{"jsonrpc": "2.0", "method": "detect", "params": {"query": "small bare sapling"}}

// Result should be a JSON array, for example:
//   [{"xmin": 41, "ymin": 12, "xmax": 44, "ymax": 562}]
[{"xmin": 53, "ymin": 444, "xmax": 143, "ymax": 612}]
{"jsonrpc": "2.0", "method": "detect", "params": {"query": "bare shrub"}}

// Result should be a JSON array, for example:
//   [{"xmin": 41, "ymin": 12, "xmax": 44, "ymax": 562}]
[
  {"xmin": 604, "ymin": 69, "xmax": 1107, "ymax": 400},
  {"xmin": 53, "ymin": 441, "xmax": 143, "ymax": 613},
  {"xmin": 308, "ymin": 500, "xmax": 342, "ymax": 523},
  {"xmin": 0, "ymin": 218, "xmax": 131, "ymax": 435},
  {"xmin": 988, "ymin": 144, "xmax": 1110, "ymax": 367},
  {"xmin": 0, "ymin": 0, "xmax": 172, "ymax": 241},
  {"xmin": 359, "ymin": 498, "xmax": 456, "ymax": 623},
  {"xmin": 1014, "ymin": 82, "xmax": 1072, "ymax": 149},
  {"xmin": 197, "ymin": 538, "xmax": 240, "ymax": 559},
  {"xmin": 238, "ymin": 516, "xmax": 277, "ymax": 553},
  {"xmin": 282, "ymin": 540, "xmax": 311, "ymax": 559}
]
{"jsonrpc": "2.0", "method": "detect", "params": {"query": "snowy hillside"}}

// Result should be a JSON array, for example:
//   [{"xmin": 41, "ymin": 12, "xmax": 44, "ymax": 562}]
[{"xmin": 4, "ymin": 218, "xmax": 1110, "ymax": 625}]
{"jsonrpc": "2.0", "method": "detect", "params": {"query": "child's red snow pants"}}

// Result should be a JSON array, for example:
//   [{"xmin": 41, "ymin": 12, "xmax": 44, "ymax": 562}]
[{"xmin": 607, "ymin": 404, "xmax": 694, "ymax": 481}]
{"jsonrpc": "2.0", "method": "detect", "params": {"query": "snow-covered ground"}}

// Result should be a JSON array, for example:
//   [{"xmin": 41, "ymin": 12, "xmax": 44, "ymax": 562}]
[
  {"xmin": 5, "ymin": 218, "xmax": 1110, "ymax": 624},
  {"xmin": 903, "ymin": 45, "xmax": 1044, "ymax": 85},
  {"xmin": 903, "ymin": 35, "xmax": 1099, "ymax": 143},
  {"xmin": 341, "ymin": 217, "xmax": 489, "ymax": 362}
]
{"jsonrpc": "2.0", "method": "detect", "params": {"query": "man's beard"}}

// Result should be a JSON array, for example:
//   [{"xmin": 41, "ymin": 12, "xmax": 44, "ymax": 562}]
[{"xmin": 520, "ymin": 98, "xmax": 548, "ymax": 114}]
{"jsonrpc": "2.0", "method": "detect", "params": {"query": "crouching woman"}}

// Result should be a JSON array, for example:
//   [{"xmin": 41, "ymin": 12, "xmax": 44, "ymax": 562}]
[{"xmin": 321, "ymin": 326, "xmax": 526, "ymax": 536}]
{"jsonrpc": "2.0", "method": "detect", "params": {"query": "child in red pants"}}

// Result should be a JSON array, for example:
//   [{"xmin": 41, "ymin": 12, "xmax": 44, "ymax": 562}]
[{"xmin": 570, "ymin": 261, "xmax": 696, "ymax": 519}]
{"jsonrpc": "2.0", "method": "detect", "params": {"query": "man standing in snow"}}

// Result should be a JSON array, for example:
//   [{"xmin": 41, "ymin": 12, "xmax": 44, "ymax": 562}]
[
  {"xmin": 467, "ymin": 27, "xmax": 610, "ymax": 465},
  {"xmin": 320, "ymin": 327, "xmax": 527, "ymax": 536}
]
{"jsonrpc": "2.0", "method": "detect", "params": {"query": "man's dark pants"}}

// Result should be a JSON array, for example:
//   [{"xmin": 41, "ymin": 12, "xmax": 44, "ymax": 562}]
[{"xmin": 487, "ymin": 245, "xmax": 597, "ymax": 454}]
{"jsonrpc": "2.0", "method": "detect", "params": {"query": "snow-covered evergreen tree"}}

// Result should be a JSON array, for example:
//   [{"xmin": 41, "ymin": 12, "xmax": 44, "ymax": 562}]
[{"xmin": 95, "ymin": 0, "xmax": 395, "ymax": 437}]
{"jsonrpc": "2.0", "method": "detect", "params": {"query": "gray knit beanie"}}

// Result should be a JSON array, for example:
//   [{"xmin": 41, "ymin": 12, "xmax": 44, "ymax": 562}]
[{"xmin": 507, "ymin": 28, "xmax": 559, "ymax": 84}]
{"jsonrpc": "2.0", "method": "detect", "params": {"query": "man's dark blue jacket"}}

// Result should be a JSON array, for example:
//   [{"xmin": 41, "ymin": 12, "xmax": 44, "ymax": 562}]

----------------------------------------

So that nothing is lost, write out each record exactly as it appears above.

ANSWER AREA:
{"jsonrpc": "2.0", "method": "detect", "params": {"query": "small bare sapling"}}

// Result should be a JSON array, for example:
//   [{"xmin": 41, "ymin": 12, "xmax": 44, "ymax": 562}]
[{"xmin": 53, "ymin": 444, "xmax": 143, "ymax": 612}]
{"jsonrpc": "2.0", "method": "detect", "params": {"query": "bare shrub"}}

// Result should be a JSON array, for example:
//   [{"xmin": 41, "ymin": 12, "xmax": 44, "ymax": 562}]
[
  {"xmin": 604, "ymin": 69, "xmax": 1107, "ymax": 400},
  {"xmin": 53, "ymin": 441, "xmax": 143, "ymax": 613},
  {"xmin": 308, "ymin": 500, "xmax": 342, "ymax": 523},
  {"xmin": 0, "ymin": 218, "xmax": 131, "ymax": 435},
  {"xmin": 988, "ymin": 144, "xmax": 1110, "ymax": 367},
  {"xmin": 0, "ymin": 0, "xmax": 172, "ymax": 241},
  {"xmin": 359, "ymin": 498, "xmax": 456, "ymax": 623},
  {"xmin": 1014, "ymin": 82, "xmax": 1072, "ymax": 149},
  {"xmin": 197, "ymin": 538, "xmax": 240, "ymax": 559},
  {"xmin": 238, "ymin": 516, "xmax": 277, "ymax": 553},
  {"xmin": 282, "ymin": 540, "xmax": 311, "ymax": 559}
]
{"jsonrpc": "2.0", "method": "detect", "params": {"query": "snowy hillside"}}

// Result should be a JSON array, for example:
//   [{"xmin": 41, "ymin": 12, "xmax": 44, "ymax": 562}]
[{"xmin": 4, "ymin": 218, "xmax": 1110, "ymax": 625}]
{"jsonrpc": "2.0", "method": "detect", "params": {"query": "child's red snow pants"}}

// Result should be a JSON array, for example:
//   [{"xmin": 41, "ymin": 12, "xmax": 44, "ymax": 562}]
[{"xmin": 607, "ymin": 404, "xmax": 694, "ymax": 481}]
{"jsonrpc": "2.0", "method": "detect", "params": {"query": "snow-covered ground"}}

// Result should be a JSON array, for example:
//   [{"xmin": 41, "ymin": 12, "xmax": 44, "ymax": 562}]
[
  {"xmin": 5, "ymin": 218, "xmax": 1110, "ymax": 624},
  {"xmin": 903, "ymin": 45, "xmax": 1044, "ymax": 85},
  {"xmin": 903, "ymin": 35, "xmax": 1099, "ymax": 143},
  {"xmin": 341, "ymin": 217, "xmax": 489, "ymax": 362}
]
{"jsonrpc": "2.0", "method": "detect", "params": {"query": "man's beard"}}

// Result should be a JSON array, for example:
//   [{"xmin": 41, "ymin": 12, "xmax": 44, "ymax": 562}]
[{"xmin": 520, "ymin": 98, "xmax": 548, "ymax": 114}]
{"jsonrpc": "2.0", "method": "detect", "params": {"query": "crouching woman"}}

// Result should be a JSON array, for example:
//   [{"xmin": 41, "ymin": 12, "xmax": 44, "ymax": 562}]
[{"xmin": 321, "ymin": 326, "xmax": 526, "ymax": 536}]
{"jsonrpc": "2.0", "method": "detect", "params": {"query": "child in red pants"}}

// Result should be a JSON array, for example:
//   [{"xmin": 41, "ymin": 12, "xmax": 44, "ymax": 562}]
[{"xmin": 570, "ymin": 261, "xmax": 696, "ymax": 519}]
{"jsonrpc": "2.0", "method": "detect", "params": {"query": "man standing in snow"}}

// Result should be a JSON array, for example:
//   [{"xmin": 41, "ymin": 12, "xmax": 44, "ymax": 562}]
[
  {"xmin": 467, "ymin": 27, "xmax": 610, "ymax": 465},
  {"xmin": 320, "ymin": 327, "xmax": 527, "ymax": 536}
]
{"jsonrpc": "2.0", "method": "detect", "params": {"query": "man's dark pants"}}

// Result should be a JSON array, for example:
//   [{"xmin": 41, "ymin": 12, "xmax": 44, "ymax": 562}]
[{"xmin": 487, "ymin": 245, "xmax": 597, "ymax": 454}]
{"jsonrpc": "2.0", "method": "detect", "params": {"query": "snow-covered evergreen tree"}}

// Result should be a JSON array, for example:
//   [{"xmin": 41, "ymin": 12, "xmax": 44, "ymax": 562}]
[{"xmin": 95, "ymin": 0, "xmax": 395, "ymax": 437}]
{"jsonrpc": "2.0", "method": "detect", "params": {"query": "gray knit beanie"}}

// Result should be a JSON array, for example:
//   [{"xmin": 41, "ymin": 12, "xmax": 44, "ymax": 562}]
[{"xmin": 507, "ymin": 28, "xmax": 559, "ymax": 84}]
{"jsonrpc": "2.0", "method": "detect", "params": {"query": "man's dark blue jacket"}}

// Result should be a JSON array, for example:
//   [{"xmin": 41, "ymin": 12, "xmax": 44, "ymax": 562}]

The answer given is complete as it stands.